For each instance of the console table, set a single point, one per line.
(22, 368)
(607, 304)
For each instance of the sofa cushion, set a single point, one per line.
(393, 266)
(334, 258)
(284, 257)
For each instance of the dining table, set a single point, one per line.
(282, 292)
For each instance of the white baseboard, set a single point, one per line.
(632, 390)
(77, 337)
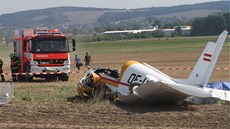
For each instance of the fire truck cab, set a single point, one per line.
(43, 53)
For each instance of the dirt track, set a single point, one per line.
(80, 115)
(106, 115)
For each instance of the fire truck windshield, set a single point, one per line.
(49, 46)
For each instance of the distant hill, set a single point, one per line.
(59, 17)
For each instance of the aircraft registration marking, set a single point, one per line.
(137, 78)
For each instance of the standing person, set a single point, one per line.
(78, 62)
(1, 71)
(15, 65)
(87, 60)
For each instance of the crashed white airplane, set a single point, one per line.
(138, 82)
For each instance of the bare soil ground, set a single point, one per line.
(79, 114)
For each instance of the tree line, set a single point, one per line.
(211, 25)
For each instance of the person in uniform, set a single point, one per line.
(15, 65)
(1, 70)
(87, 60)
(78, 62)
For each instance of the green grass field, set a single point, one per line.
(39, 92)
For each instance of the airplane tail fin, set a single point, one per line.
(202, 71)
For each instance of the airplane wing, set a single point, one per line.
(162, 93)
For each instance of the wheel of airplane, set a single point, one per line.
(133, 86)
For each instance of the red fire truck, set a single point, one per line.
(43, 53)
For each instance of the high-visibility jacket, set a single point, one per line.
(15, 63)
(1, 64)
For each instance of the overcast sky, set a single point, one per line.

* * *

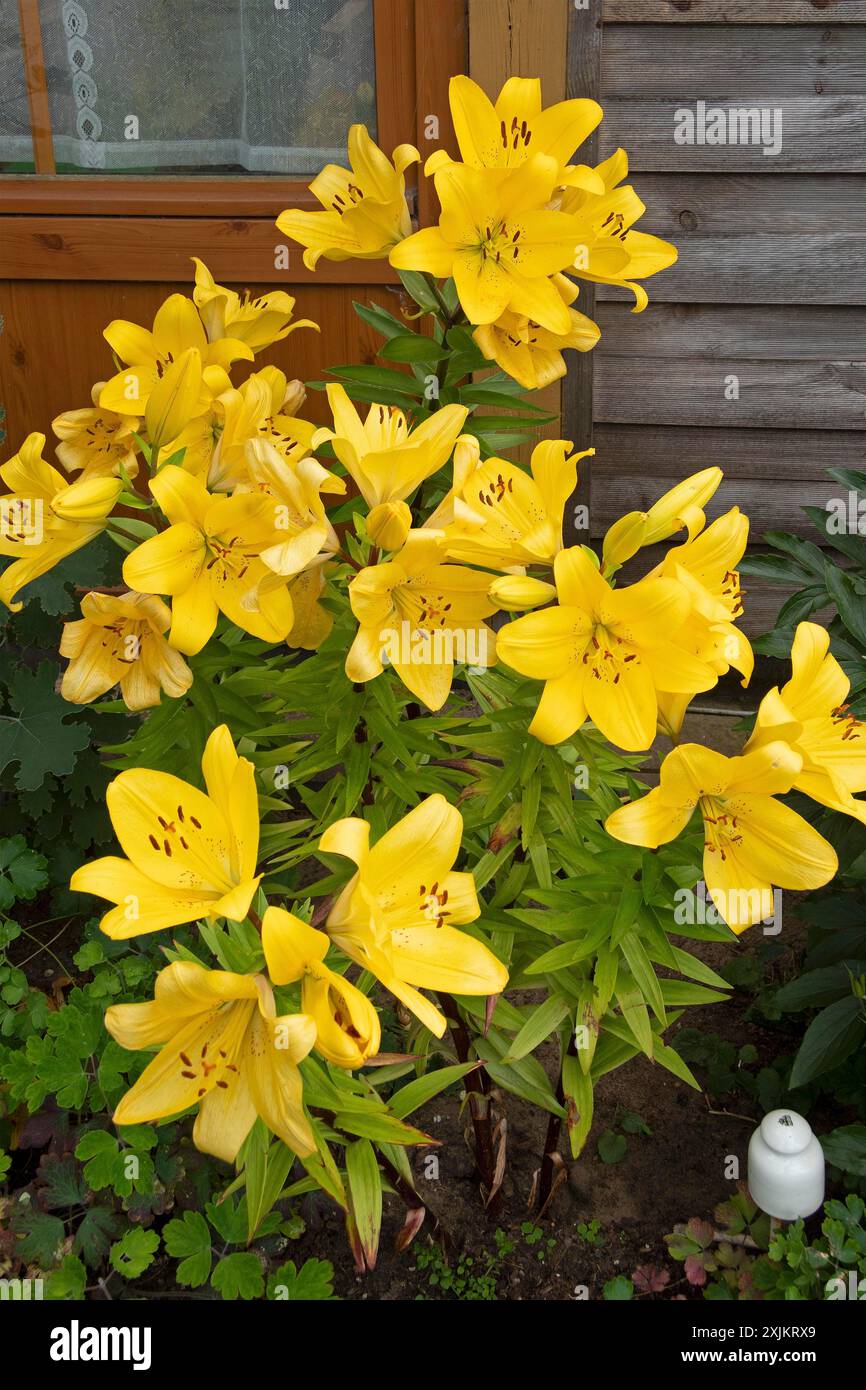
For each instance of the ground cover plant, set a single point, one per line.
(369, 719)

* * *

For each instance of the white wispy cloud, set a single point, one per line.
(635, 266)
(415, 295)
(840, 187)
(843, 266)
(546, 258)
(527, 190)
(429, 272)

== WORK TO COMPLETE ==
What is needed is an exact copy of the lines above, from the one containing "For each instance of the high-visibility" through the one containing "For each instance of the overcast", with nothing added.

== RESULT OF THIS TASK ==
For each instance of the high-visibility jacket, set a single point, one per line.
(15, 63)
(1, 64)
For each instance of the overcast sky, set a single point, one per line.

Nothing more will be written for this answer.